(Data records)
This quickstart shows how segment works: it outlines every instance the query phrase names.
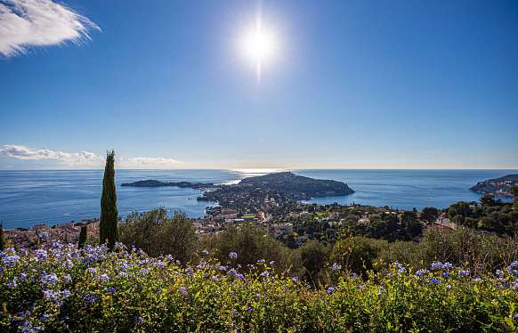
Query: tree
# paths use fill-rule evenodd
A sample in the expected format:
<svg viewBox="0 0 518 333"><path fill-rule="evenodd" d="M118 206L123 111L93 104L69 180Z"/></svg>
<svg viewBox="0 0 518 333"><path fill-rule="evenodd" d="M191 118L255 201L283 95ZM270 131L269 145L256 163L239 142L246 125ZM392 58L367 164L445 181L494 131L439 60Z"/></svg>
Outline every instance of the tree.
<svg viewBox="0 0 518 333"><path fill-rule="evenodd" d="M128 215L119 234L121 242L149 256L171 255L182 263L192 259L198 240L194 225L184 214L169 217L165 208Z"/></svg>
<svg viewBox="0 0 518 333"><path fill-rule="evenodd" d="M4 240L4 224L0 221L0 251L4 251L5 241Z"/></svg>
<svg viewBox="0 0 518 333"><path fill-rule="evenodd" d="M115 190L115 152L106 154L106 166L102 180L102 196L101 197L101 219L99 223L99 243L108 243L113 248L118 240L117 193Z"/></svg>
<svg viewBox="0 0 518 333"><path fill-rule="evenodd" d="M513 197L514 197L514 199L513 200L513 206L514 207L514 210L518 210L518 185L511 187L510 191L511 194L513 194Z"/></svg>
<svg viewBox="0 0 518 333"><path fill-rule="evenodd" d="M85 248L85 244L86 243L86 225L81 226L81 231L79 232L79 241L78 241L78 248Z"/></svg>
<svg viewBox="0 0 518 333"><path fill-rule="evenodd" d="M439 210L433 207L425 207L421 212L421 217L423 217L423 219L426 220L430 223L435 221L438 215Z"/></svg>

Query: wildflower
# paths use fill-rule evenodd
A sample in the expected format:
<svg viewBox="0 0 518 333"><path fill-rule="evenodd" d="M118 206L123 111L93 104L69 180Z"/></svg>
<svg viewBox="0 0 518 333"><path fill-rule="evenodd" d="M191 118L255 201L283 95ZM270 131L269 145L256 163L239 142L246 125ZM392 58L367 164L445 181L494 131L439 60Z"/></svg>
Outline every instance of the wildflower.
<svg viewBox="0 0 518 333"><path fill-rule="evenodd" d="M53 272L47 274L43 272L41 280L45 285L54 285L58 283L58 277Z"/></svg>
<svg viewBox="0 0 518 333"><path fill-rule="evenodd" d="M451 269L453 267L455 267L455 265L453 264L451 264L451 263L444 263L442 264L442 269L444 269L444 270L449 270L449 269Z"/></svg>
<svg viewBox="0 0 518 333"><path fill-rule="evenodd" d="M86 305L93 305L97 302L97 296L93 294L85 294L83 300Z"/></svg>
<svg viewBox="0 0 518 333"><path fill-rule="evenodd" d="M398 269L398 272L403 273L405 272L407 272L407 268L405 266L403 266L401 264L400 264L400 262L394 262L394 266L396 266L396 268Z"/></svg>
<svg viewBox="0 0 518 333"><path fill-rule="evenodd" d="M100 279L101 279L101 282L105 283L105 282L108 282L109 280L109 276L108 276L108 274L104 273L104 274L101 275Z"/></svg>
<svg viewBox="0 0 518 333"><path fill-rule="evenodd" d="M192 271L192 269L190 267L187 267L184 272L187 275L194 274L194 271Z"/></svg>
<svg viewBox="0 0 518 333"><path fill-rule="evenodd" d="M431 267L433 270L441 270L443 268L443 264L440 261L434 261L432 263Z"/></svg>
<svg viewBox="0 0 518 333"><path fill-rule="evenodd" d="M428 270L421 269L421 270L416 272L416 275L420 278L420 277L422 277L425 274L428 274L429 272L430 272L430 271L428 271Z"/></svg>
<svg viewBox="0 0 518 333"><path fill-rule="evenodd" d="M466 276L469 275L469 271L460 270L458 271L458 275L465 278Z"/></svg>
<svg viewBox="0 0 518 333"><path fill-rule="evenodd" d="M441 280L439 280L437 278L429 278L428 281L433 284L441 284Z"/></svg>
<svg viewBox="0 0 518 333"><path fill-rule="evenodd" d="M16 264L18 263L18 259L20 259L20 256L16 255L6 256L2 258L2 263L5 267L12 267L16 265Z"/></svg>
<svg viewBox="0 0 518 333"><path fill-rule="evenodd" d="M40 262L44 261L47 258L47 251L45 249L37 249L35 251L36 253L36 261Z"/></svg>

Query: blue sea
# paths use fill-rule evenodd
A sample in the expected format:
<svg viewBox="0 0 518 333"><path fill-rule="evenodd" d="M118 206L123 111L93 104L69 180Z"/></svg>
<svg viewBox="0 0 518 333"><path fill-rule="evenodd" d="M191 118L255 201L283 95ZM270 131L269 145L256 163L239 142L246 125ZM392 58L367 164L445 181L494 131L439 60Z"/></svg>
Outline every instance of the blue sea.
<svg viewBox="0 0 518 333"><path fill-rule="evenodd" d="M146 211L164 207L192 217L207 206L197 201L200 191L174 187L121 187L143 179L235 183L273 170L117 170L118 211ZM343 181L355 191L344 197L319 198L314 203L390 206L401 209L446 207L478 200L469 188L479 181L516 174L518 170L295 170L313 178ZM6 229L37 223L60 223L99 216L102 170L0 171L0 221Z"/></svg>

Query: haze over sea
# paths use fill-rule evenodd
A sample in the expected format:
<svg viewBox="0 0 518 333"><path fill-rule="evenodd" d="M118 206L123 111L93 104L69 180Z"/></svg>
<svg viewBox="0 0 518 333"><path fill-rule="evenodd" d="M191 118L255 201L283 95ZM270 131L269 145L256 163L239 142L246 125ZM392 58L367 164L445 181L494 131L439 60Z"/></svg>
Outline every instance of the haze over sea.
<svg viewBox="0 0 518 333"><path fill-rule="evenodd" d="M206 202L198 190L175 187L121 187L143 179L232 183L275 170L117 170L118 211L165 207L191 217L204 215ZM469 188L479 181L518 170L296 170L296 175L347 183L355 193L308 202L390 206L401 209L447 207L459 200L478 200ZM0 171L0 220L4 227L28 228L99 216L103 170ZM210 205L211 203L209 203ZM212 203L214 204L214 203Z"/></svg>

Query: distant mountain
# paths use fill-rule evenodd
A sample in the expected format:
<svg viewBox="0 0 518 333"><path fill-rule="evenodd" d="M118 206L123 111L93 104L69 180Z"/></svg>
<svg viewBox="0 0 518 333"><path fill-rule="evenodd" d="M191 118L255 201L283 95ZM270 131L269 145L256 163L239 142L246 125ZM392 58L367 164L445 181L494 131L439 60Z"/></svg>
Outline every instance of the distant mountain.
<svg viewBox="0 0 518 333"><path fill-rule="evenodd" d="M470 191L482 194L493 194L498 197L510 197L512 186L518 185L518 175L506 175L500 178L479 182Z"/></svg>
<svg viewBox="0 0 518 333"><path fill-rule="evenodd" d="M295 175L291 172L269 174L257 177L245 178L235 188L263 189L285 194L304 193L309 197L327 197L354 193L346 183L324 179L313 179Z"/></svg>
<svg viewBox="0 0 518 333"><path fill-rule="evenodd" d="M154 179L148 179L145 181L137 181L133 183L123 183L120 186L131 186L131 187L164 187L164 186L175 186L182 188L190 189L206 189L214 186L212 183L190 183L190 182L160 182Z"/></svg>

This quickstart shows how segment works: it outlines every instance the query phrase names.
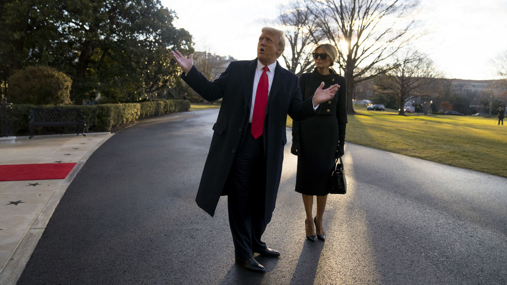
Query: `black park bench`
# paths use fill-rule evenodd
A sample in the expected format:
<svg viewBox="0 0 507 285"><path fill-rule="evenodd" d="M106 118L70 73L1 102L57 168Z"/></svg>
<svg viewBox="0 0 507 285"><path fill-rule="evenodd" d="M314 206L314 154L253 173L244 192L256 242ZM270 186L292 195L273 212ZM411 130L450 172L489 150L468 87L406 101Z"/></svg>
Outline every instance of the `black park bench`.
<svg viewBox="0 0 507 285"><path fill-rule="evenodd" d="M33 130L40 127L76 126L78 128L78 135L81 130L81 133L84 136L86 136L84 118L83 112L77 108L31 109L30 110L30 136L28 138L33 137Z"/></svg>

◆ **WORK INSTRUCTIONS**: Rewrite the lines of the listing as a Markdown table with the columns "Row" and "Listing line," starting with the line that contains "Query: wildflower" and continuing through the line that contains "269L453 267L455 267L455", with both of those lines included and any blank lines omitted.

◆ **CORRECT ANSWER**:
| Row | Listing line |
|---|---|
| 1 | Query: wildflower |
| 2 | # paths use fill-rule evenodd |
| 3 | A sample in the expected format: |
| 4 | <svg viewBox="0 0 518 333"><path fill-rule="evenodd" d="M118 206L123 111L93 104L69 180Z"/></svg> |
| 5 | <svg viewBox="0 0 518 333"><path fill-rule="evenodd" d="M191 118L255 201L283 95ZM270 131L269 145L256 163L239 142L246 125ZM392 58L367 164L445 181L494 131L439 60Z"/></svg> |
| 6 | Outline every instance of the wildflower. |
| 7 | <svg viewBox="0 0 518 333"><path fill-rule="evenodd" d="M53 272L47 274L43 272L41 280L45 285L54 285L58 283L58 277Z"/></svg> |
| 8 | <svg viewBox="0 0 518 333"><path fill-rule="evenodd" d="M451 269L453 267L455 267L455 265L453 264L451 264L451 263L444 263L442 264L442 269L444 269L444 270L449 270L449 269Z"/></svg> |